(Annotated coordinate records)
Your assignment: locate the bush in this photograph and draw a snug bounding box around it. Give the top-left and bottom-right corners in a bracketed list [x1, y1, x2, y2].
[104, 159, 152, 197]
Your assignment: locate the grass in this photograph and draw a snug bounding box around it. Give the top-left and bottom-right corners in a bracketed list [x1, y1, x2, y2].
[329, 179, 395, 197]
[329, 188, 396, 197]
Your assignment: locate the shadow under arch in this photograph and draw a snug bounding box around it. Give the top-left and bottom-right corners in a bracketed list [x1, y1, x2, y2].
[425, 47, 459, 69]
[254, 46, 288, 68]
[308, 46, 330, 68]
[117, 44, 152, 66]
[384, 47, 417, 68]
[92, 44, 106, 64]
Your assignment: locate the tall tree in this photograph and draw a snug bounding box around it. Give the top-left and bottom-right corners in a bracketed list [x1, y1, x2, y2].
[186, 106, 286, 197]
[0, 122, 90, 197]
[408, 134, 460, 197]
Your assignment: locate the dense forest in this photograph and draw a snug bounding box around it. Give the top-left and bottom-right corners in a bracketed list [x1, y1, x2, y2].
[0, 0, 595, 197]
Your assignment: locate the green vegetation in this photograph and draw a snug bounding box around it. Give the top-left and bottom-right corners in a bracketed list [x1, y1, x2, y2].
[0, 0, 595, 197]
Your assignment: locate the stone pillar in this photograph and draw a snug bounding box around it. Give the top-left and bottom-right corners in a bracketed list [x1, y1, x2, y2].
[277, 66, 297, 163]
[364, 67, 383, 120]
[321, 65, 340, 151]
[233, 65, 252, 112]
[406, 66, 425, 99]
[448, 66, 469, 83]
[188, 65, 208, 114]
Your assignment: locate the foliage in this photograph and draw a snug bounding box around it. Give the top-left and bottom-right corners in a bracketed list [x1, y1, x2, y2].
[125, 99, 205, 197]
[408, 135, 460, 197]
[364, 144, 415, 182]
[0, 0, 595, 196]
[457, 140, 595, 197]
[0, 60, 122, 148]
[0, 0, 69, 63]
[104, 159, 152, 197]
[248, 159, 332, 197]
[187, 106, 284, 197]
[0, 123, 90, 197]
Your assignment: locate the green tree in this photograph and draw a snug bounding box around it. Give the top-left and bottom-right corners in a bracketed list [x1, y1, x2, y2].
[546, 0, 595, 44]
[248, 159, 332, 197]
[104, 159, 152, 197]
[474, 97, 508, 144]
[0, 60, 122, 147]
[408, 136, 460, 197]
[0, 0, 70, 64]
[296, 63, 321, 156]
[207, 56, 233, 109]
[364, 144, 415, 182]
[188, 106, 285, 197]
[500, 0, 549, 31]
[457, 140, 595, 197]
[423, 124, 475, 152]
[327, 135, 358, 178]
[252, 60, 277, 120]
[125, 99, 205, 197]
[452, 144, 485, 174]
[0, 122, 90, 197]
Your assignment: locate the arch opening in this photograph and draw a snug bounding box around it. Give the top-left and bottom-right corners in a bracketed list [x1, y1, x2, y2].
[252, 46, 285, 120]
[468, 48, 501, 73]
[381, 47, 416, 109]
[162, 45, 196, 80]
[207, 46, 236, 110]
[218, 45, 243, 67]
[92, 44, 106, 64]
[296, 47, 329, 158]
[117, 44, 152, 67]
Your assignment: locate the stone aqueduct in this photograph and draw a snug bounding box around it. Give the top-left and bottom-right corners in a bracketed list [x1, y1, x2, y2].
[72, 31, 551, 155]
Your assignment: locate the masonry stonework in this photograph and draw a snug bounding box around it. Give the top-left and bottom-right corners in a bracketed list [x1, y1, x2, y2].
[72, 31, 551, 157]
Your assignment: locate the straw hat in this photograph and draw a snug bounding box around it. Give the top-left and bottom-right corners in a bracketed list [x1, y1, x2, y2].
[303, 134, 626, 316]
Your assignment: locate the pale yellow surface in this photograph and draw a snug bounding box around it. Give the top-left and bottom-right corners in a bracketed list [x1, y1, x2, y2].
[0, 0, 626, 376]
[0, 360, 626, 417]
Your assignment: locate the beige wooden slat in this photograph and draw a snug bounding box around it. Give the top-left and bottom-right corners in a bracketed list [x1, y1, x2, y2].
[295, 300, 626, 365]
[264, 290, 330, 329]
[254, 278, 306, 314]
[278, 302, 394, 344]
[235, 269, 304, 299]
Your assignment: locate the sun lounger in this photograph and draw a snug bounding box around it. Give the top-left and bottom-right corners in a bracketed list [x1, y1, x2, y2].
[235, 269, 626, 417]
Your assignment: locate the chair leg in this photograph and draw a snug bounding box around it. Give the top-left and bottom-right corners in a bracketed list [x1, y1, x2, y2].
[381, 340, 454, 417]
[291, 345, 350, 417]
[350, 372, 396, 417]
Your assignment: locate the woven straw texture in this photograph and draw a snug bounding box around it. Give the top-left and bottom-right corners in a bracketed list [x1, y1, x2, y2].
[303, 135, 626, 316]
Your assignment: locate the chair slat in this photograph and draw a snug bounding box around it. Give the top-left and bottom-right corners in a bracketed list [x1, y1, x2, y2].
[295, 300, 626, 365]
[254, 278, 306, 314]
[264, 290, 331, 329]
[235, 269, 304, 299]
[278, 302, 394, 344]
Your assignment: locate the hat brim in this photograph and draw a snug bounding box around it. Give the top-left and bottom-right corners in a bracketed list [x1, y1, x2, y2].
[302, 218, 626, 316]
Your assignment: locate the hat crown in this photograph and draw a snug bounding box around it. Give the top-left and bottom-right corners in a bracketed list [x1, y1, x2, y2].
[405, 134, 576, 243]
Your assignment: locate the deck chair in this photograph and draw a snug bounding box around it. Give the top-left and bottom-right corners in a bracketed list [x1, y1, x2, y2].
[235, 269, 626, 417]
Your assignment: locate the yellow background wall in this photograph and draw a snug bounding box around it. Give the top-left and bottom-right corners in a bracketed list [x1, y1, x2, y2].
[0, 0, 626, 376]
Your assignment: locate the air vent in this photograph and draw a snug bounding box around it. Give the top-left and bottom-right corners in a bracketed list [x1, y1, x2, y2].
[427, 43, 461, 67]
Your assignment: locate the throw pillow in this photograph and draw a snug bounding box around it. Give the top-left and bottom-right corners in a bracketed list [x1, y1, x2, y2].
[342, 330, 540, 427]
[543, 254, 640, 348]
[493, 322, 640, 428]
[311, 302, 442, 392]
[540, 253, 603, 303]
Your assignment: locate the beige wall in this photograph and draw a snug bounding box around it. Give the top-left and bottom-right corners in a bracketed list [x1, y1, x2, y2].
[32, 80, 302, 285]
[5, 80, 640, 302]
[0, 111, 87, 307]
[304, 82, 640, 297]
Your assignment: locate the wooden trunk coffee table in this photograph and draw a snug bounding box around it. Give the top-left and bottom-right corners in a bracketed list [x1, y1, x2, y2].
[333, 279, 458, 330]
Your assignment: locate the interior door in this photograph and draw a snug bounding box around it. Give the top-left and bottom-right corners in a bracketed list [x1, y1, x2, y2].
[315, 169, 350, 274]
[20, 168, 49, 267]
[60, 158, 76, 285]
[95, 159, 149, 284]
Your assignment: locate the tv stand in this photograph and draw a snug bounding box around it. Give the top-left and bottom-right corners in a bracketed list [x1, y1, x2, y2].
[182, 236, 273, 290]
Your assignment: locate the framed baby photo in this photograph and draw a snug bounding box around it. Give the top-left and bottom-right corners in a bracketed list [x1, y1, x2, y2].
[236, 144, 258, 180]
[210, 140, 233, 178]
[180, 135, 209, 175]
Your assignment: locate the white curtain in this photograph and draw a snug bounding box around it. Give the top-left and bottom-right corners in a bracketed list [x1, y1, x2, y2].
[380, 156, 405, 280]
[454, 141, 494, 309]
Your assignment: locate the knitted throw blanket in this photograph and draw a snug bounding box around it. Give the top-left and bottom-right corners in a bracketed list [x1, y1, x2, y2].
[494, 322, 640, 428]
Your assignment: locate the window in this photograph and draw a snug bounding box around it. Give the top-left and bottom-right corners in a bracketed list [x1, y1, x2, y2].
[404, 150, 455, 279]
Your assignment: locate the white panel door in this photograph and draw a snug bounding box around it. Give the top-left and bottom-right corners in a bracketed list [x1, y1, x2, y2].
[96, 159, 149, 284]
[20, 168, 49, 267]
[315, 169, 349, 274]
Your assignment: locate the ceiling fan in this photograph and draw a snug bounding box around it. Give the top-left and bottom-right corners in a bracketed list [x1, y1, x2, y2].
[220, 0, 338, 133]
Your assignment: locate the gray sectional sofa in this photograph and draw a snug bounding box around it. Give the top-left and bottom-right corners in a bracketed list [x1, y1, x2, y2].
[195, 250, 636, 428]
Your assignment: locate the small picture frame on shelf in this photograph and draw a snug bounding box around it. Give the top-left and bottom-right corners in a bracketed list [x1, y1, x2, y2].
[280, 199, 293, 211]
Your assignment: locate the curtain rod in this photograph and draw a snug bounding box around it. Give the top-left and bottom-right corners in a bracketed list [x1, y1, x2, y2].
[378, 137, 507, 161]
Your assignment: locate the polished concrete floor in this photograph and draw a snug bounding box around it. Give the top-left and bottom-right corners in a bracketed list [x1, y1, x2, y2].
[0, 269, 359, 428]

--- Objective ---
Rewrite the rows starting at the first one and ending at the one that contains "[408, 134, 460, 197]", switching "snug" to "tight" and leaving everything else unchanged.

--- Result of the exercise ---
Your assignment: locate the bush in this photograph and draw a tight bounding box around it. Give the top-left and bottom-right corners in a bracketed list [x1, y1, x2, y2].
[104, 159, 152, 197]
Your assignment: locate the grass in this photograph and draw a tight bounding box around it. Give the top-left and bottom-right corners in a bracketed list [x1, y1, x2, y2].
[329, 179, 395, 197]
[329, 188, 396, 197]
Your assignment: locate the shadow under arch in this photograph and draw a tight bounding box around it. Give the top-left and bottom-right corners in a bracketed list [x1, y1, x2, y2].
[425, 47, 459, 69]
[254, 46, 288, 68]
[308, 46, 330, 68]
[117, 44, 152, 66]
[384, 47, 417, 68]
[92, 44, 106, 64]
Your assignment: locate the tall tree in this photograph and draw a tight bounding box around it. Give the top-left and bottom-right corners in a bracketed list [x1, y1, x2, y2].
[186, 106, 286, 197]
[0, 122, 90, 197]
[408, 134, 460, 197]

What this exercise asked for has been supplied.